WORK INSTRUCTIONS: Write out again, exactly, the lines below starting at the one with "Query: pink head covering" and ending at the one with "Where can the floating".
[SOURCE RECORDS — start]
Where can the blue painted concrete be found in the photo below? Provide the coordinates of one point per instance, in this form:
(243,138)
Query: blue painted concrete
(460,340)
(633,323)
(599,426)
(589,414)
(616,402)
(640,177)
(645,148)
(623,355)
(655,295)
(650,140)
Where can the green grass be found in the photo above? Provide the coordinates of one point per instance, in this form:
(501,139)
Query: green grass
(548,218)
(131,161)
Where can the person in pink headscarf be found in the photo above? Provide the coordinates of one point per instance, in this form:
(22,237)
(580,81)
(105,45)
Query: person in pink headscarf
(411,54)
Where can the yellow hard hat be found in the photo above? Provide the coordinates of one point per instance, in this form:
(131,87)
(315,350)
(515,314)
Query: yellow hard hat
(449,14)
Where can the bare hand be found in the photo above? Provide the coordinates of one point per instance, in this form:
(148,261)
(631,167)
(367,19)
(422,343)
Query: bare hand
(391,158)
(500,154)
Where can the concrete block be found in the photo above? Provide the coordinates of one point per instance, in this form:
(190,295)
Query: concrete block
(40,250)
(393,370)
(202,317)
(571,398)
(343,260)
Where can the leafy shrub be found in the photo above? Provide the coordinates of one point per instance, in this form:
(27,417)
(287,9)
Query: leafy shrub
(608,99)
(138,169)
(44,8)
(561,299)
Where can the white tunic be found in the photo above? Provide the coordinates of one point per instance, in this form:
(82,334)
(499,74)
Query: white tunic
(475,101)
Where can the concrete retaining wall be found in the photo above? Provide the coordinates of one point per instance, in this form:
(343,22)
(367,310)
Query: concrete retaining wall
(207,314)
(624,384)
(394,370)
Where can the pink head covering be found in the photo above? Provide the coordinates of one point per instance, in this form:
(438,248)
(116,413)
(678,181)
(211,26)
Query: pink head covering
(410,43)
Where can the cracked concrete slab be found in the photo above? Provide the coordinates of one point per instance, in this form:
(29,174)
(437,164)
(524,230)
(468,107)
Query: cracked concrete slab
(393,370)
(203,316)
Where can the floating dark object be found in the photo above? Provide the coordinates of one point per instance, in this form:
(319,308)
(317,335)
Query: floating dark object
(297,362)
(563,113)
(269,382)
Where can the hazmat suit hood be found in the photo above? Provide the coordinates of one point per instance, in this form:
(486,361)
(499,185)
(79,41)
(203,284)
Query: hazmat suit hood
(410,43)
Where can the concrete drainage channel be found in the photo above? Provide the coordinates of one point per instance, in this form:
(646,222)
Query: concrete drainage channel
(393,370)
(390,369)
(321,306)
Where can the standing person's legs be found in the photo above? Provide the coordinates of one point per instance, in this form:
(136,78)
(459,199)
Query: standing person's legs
[SOURCE RECORDS — finish]
SOLUTION:
Query: pink head covering
(410,43)
Where can the cracked concrete slab be found in the photo above? Provide the coordinates of one point per instance, in this form:
(29,174)
(437,164)
(524,230)
(468,107)
Query: cracked concrete slab
(393,370)
(203,316)
Where can the floating dark object be found in the photo above? Provide the coordinates of one point per instance, in this form:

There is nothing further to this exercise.